_Task brief_
Transcribe the records that follow, preserving every word.

_Data records_

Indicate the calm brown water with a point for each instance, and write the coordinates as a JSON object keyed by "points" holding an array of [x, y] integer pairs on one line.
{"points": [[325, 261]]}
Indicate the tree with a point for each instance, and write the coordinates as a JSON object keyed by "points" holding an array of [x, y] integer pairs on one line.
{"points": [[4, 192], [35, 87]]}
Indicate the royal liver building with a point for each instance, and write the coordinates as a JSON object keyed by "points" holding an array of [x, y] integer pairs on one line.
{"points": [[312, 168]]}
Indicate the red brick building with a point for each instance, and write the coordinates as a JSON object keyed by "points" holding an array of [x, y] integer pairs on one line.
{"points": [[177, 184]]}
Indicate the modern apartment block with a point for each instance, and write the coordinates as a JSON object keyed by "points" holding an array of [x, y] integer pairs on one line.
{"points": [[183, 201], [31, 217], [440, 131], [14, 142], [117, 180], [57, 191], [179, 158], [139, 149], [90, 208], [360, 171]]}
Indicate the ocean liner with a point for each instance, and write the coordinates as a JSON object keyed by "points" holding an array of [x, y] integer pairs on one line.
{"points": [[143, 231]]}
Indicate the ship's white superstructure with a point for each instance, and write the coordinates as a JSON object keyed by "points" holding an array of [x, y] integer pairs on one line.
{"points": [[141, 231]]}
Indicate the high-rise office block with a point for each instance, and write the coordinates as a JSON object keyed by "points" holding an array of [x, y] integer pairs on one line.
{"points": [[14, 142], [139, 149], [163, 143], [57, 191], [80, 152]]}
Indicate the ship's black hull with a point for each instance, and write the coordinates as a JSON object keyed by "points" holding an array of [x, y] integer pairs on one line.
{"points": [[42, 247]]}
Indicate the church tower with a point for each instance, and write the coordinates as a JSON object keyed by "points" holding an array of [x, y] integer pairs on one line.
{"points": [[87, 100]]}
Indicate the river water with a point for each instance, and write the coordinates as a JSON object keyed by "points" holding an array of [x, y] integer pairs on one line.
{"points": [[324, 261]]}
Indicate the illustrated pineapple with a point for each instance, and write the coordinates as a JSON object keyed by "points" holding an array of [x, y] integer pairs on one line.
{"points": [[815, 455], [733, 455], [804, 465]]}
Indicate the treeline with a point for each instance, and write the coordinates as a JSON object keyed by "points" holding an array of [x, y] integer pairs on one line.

_Result_
Indicate the calm brown water with a point for each instance, and write the coordinates as a JSON object keyed by "points" holding an array of [x, y] integer pairs on one line.
{"points": [[325, 261]]}
Indicate the tree with a point for each instance, and write the coordinates as a JSON object keyed by "points" holding an array of [x, y] integer pairs on one line.
{"points": [[4, 192], [35, 87]]}
Indicate the royal liver building with a point for each instance, and write the coordinates as a JSON object keyed by "points" holding an array of [x, y] integer pairs on one line.
{"points": [[312, 168]]}
Indicate the red brick building with a point for each instance, and write the coordinates as a JSON object keyed by "points" holding an array of [x, y] integer pairs on one line.
{"points": [[177, 184]]}
Indicate the modern apartment block with a point for each instance, and write the coordinates as a JSON object keyed by "points" holding an array of [x, y] integer pairs on one line.
{"points": [[183, 201], [31, 217], [440, 131], [14, 142], [117, 180], [57, 191], [179, 158], [139, 149], [90, 208], [360, 171]]}
Indicate the ocean liner with a point for each instance, and write the coordinates as a JSON object keyed by "points" holding an array of [x, y] integer pairs on one line.
{"points": [[143, 231]]}
Indicate the ship's white superstructure with a point for each instance, and write the coordinates as a JSON object keyed by "points" holding an array of [x, y] integer pairs on one line.
{"points": [[141, 231]]}
Indicate the high-rise office block with a point for each instance, and write the coordinates as a JSON object keyed by "points" holding an array of [x, y] integer pairs on one line.
{"points": [[14, 142], [139, 149], [163, 143], [57, 191], [80, 152]]}
Indicate the ship's black hull with a point for each instance, and write the coordinates as a JSON object keyed by "points" holding an array of [x, y] integer pairs on one line.
{"points": [[42, 247]]}
Indicate the church tower with a point for each instance, and write the coordinates as a JSON object keyed by "points" holding an array of [x, y] integer pairs on one line.
{"points": [[87, 100]]}
Indicate the river water with a point for each instance, and write the coordinates as a JSON object keyed by "points" holding an array of [x, y] integer pairs on one line.
{"points": [[324, 261]]}
Indicate the illustrated pineapple with a point for each instance, and write the coordinates as a JSON object keyed by "points" holding an array of [x, y] integer pairs on one line.
{"points": [[815, 455], [733, 455], [804, 465]]}
Indicate the treeline with a point for each instance, and write the coordinates as a JSON object keyed by "points" holding an array of [x, y] integer pairs on one line.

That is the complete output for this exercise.